# The task
In the records below, find the line holding "Where can the black" and the line holding "Where can the green bush". Set down both, with every line between them, exactly.

# Dataset extract
● ● ● ● ● ● ●

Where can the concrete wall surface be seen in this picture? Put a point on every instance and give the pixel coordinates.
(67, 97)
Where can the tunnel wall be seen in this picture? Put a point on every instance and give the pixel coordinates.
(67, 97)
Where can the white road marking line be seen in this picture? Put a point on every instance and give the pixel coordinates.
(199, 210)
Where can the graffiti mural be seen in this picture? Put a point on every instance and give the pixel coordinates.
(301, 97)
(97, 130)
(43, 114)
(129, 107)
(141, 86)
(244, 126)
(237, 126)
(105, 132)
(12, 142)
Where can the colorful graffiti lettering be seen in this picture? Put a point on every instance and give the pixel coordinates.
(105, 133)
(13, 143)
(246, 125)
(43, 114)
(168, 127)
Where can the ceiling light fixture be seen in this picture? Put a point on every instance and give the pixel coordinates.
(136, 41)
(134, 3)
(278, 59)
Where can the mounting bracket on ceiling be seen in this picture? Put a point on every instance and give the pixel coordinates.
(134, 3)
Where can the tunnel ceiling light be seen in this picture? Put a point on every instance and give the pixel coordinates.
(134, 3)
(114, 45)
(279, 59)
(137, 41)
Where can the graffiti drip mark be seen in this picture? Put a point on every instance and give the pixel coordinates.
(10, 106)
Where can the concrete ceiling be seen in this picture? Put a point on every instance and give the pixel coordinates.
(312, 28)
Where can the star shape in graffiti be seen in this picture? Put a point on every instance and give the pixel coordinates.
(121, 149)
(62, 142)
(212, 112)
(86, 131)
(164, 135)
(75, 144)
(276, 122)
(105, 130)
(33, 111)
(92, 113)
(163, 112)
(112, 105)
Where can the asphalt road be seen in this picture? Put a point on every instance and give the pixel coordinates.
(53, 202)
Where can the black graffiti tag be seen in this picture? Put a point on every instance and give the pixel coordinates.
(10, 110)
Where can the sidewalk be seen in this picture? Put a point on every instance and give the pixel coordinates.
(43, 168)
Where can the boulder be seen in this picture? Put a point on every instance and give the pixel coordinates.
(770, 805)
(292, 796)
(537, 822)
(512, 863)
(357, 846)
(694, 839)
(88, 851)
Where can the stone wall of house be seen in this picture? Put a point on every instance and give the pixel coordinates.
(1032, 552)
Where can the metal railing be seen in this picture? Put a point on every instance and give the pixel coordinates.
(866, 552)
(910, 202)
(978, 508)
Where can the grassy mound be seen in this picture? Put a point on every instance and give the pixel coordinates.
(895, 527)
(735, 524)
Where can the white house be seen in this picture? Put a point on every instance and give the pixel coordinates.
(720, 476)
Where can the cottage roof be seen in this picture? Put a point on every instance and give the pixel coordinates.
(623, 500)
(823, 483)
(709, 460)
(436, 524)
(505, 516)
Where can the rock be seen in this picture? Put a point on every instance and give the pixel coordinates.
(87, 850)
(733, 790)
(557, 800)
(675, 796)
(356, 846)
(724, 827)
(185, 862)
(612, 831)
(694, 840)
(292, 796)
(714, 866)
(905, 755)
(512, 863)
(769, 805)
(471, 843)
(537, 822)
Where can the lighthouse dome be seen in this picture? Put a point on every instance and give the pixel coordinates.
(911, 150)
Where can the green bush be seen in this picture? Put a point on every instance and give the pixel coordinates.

● ● ● ● ● ● ●

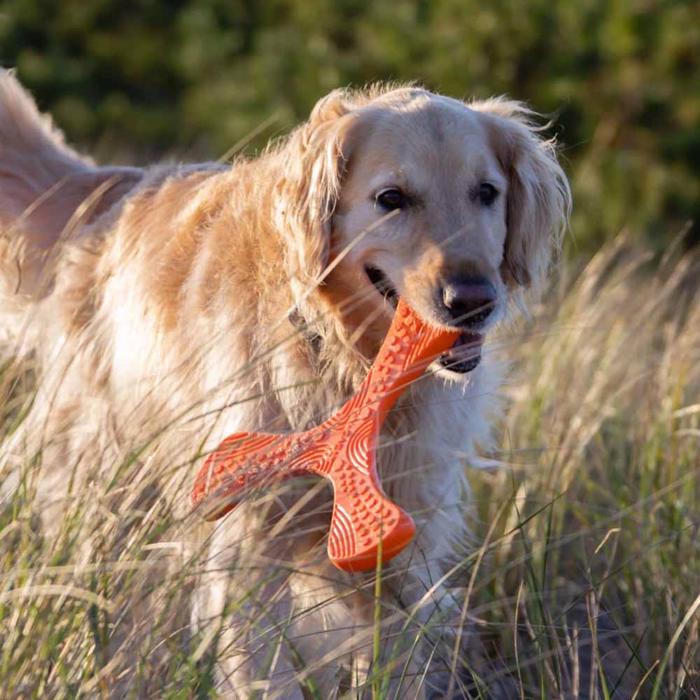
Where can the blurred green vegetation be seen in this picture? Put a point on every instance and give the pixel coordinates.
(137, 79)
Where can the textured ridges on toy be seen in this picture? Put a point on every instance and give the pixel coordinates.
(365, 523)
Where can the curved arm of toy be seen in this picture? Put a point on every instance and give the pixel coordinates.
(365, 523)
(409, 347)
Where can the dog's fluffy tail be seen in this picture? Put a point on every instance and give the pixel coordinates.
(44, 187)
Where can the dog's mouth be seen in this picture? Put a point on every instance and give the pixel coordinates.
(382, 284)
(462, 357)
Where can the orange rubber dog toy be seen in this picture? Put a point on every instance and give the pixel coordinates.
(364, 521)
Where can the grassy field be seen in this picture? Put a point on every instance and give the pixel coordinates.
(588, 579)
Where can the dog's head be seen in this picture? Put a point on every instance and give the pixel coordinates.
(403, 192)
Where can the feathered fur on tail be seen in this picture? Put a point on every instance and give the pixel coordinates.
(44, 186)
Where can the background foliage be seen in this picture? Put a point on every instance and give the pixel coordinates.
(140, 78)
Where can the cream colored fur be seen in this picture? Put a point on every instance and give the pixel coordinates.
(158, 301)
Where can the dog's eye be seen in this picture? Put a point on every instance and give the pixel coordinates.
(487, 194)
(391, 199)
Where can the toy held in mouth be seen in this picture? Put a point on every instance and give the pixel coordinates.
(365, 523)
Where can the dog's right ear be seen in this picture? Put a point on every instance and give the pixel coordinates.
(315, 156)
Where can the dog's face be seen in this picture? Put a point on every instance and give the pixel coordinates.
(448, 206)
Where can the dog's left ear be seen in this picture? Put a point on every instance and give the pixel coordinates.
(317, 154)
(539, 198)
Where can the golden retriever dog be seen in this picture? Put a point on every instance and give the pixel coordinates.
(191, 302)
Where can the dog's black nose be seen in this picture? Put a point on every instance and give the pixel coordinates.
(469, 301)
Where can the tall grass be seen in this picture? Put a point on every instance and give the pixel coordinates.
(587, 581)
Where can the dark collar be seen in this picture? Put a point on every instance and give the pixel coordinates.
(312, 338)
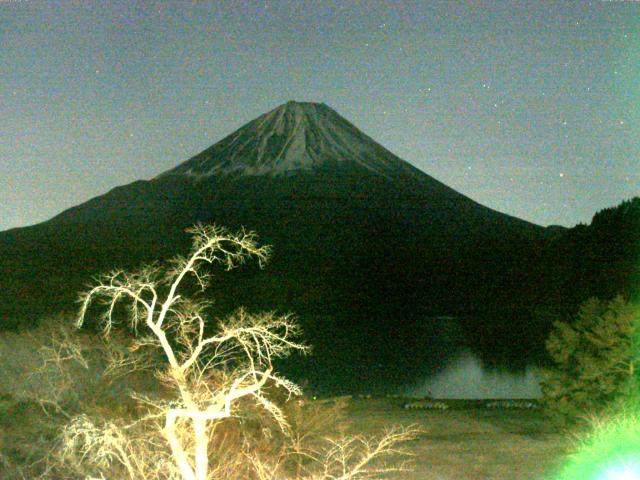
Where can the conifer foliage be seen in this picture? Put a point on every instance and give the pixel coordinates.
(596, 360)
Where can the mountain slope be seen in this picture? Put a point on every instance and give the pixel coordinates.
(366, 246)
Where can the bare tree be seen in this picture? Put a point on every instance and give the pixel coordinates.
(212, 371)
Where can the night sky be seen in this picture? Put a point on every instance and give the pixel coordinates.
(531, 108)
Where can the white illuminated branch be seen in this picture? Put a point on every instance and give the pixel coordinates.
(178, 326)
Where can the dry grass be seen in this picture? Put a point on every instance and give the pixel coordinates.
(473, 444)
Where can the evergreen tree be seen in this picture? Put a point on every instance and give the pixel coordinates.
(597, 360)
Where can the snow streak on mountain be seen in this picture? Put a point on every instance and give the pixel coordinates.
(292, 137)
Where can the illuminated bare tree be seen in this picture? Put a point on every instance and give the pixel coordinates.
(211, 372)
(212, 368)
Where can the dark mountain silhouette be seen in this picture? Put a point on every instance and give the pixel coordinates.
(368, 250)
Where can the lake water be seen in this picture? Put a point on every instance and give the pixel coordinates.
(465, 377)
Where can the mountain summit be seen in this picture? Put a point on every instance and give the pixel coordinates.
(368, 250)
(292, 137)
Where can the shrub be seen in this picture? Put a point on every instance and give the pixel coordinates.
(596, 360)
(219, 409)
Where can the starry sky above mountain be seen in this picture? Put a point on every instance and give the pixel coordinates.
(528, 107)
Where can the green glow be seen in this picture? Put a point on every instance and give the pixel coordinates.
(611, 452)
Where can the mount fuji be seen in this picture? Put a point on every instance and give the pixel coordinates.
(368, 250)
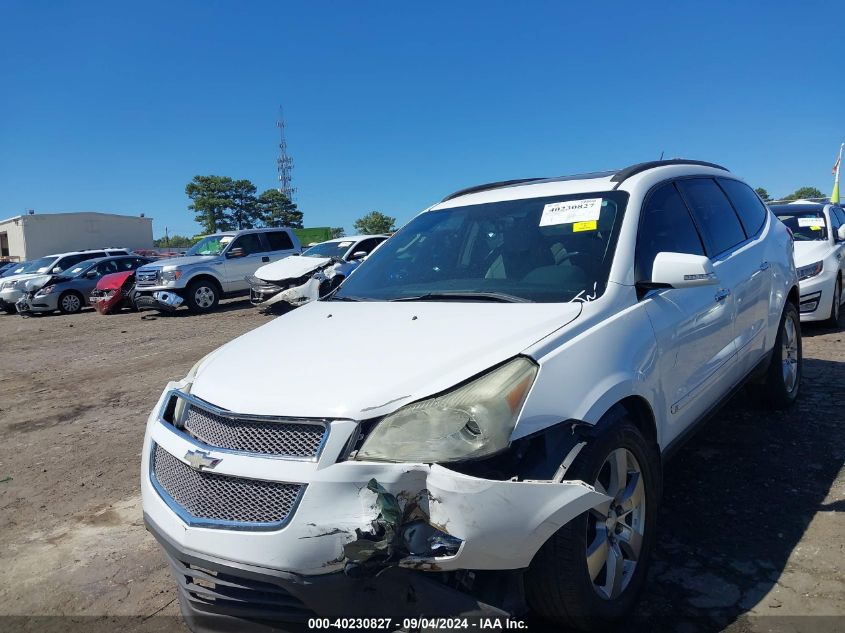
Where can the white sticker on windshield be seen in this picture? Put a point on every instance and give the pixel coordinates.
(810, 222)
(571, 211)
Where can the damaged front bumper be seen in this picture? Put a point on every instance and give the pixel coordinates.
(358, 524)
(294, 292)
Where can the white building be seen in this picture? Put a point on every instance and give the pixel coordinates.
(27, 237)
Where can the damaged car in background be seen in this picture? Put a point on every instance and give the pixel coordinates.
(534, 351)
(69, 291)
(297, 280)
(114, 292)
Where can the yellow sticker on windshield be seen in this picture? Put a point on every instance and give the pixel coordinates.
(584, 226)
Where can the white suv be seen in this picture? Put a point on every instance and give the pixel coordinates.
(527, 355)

● ● ● ● ● ● ●

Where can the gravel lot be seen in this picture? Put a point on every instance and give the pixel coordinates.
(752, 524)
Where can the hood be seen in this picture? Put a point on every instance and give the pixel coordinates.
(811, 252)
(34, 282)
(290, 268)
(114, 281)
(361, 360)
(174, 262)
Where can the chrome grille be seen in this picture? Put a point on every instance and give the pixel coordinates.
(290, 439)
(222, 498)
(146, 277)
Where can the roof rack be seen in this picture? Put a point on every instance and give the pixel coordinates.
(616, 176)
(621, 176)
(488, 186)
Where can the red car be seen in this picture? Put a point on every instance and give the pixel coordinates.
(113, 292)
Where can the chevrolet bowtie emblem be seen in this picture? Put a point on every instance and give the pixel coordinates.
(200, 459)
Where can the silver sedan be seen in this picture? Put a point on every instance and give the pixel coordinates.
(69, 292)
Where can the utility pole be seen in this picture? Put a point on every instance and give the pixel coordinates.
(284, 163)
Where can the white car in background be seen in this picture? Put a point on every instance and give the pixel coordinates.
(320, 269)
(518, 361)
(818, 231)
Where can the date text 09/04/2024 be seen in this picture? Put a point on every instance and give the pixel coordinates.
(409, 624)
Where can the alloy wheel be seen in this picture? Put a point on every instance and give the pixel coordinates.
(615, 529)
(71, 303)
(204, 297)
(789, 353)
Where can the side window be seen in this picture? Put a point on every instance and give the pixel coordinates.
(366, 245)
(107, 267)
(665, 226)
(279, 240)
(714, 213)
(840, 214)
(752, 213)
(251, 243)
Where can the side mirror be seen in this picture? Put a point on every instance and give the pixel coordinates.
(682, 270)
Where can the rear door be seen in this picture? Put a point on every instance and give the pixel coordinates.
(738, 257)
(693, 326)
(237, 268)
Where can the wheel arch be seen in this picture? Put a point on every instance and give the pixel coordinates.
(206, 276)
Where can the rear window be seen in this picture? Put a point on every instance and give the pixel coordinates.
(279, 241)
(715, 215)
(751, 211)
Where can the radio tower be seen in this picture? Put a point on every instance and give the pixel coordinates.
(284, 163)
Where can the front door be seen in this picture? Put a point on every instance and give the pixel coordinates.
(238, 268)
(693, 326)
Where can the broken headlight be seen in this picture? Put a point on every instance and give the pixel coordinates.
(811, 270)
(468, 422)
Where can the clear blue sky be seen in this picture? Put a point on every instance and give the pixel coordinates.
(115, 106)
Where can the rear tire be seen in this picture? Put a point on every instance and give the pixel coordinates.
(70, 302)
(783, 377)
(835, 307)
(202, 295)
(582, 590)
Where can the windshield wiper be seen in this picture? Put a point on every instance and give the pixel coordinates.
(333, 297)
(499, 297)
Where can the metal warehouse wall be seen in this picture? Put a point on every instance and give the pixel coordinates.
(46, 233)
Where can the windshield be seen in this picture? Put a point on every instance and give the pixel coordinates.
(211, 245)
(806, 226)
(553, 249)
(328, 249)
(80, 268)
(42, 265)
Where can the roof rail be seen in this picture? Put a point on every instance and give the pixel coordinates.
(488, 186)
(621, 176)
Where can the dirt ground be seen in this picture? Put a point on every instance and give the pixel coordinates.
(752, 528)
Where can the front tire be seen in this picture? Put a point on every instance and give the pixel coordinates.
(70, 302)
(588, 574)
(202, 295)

● ● ● ● ● ● ●

# Output of the exercise
Where can the black graffiti tag be seen in this picture? Put a point on every instance and give the pixel coordinates.
(10, 110)
Where can the sidewalk be seen in this picture? Put a point on every instance and give the pixel coordinates.
(43, 168)
Where can the boulder be seen in this picture? Put a point on every instance and give the pixel coordinates.
(770, 805)
(292, 796)
(537, 822)
(512, 863)
(357, 846)
(694, 839)
(88, 851)
Where can the stone wall of house be seen in this picture? Put a point on every instance and give the pixel coordinates.
(1032, 552)
Where can the metal railing be seen in this picture? Put a point on every instance and give the pixel coordinates.
(866, 552)
(910, 202)
(978, 508)
Where can the grassy mound be seen in this picture? Put a point on every instance and give the pixel coordinates.
(895, 527)
(735, 524)
Where can the white house be seen in this picture? Put a point on every instance and give the pixel coordinates.
(720, 476)
Where can the cottage roof be seen in this picture? Put a point on every instance and give the pixel coordinates.
(623, 500)
(823, 483)
(709, 460)
(436, 524)
(505, 516)
Where can the rock be seen in this picture? Put a point on every instance and give the pixel coordinates.
(87, 850)
(733, 790)
(557, 800)
(675, 796)
(356, 846)
(724, 827)
(185, 862)
(612, 831)
(694, 840)
(292, 796)
(714, 866)
(905, 755)
(512, 863)
(769, 805)
(471, 843)
(537, 822)
Where can the lighthouse dome be seen in this picture? Put a point on every instance and give the pixel coordinates.
(911, 150)
Where can the green bush be seen in this picture? Put a point on every instance and give the pixel coordinates.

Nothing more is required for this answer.